> PROBLEM TO WORK ON: At the line containing "airplane in the picture above.", begin retyping, and continue word for word until the records below run out.

Top of DATA SUPPLIED

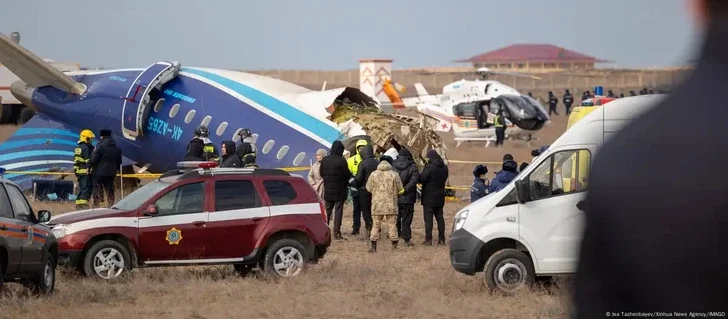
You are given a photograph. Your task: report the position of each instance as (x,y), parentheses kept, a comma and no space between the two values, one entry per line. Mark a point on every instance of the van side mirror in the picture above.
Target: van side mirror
(151,210)
(44,216)
(523,191)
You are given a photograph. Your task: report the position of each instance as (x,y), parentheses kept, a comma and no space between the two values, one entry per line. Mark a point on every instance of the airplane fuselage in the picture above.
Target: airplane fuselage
(286,135)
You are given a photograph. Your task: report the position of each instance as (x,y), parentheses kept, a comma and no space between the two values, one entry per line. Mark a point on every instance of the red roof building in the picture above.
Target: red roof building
(533,57)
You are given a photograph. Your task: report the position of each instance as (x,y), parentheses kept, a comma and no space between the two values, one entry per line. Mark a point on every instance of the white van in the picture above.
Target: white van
(532,228)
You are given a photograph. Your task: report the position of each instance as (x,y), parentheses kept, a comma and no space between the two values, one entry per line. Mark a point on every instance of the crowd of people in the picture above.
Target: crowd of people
(383,188)
(568,99)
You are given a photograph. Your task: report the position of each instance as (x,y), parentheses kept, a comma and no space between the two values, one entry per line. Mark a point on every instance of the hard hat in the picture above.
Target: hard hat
(87,135)
(244,132)
(202,131)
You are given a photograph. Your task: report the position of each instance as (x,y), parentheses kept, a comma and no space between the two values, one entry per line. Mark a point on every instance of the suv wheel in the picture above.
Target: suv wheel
(285,258)
(508,271)
(44,281)
(106,259)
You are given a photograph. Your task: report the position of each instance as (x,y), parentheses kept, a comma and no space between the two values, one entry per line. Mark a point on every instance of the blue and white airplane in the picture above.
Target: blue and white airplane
(153,112)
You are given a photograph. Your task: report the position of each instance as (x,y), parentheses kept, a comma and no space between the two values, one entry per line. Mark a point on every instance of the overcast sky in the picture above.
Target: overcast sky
(335,34)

Bottom of DATA SUPPLIED

> WORKED SOLUTION:
You are given a photograph. Your task: report the position of each instance as (x,y), parentheses kept, a comma and no space between the two values, one entry per line. Mark a point on every instance of the blue and white airplane in the picture above.
Target: blue and white airplane
(153,112)
You are given a photograph. Your task: report the position of each instance as (x,y), parentheses kept, a comma and no space between the two values, one entry per line. Mark a point on every instance of the overcast sky in the picture above.
Target: overcast sky
(335,34)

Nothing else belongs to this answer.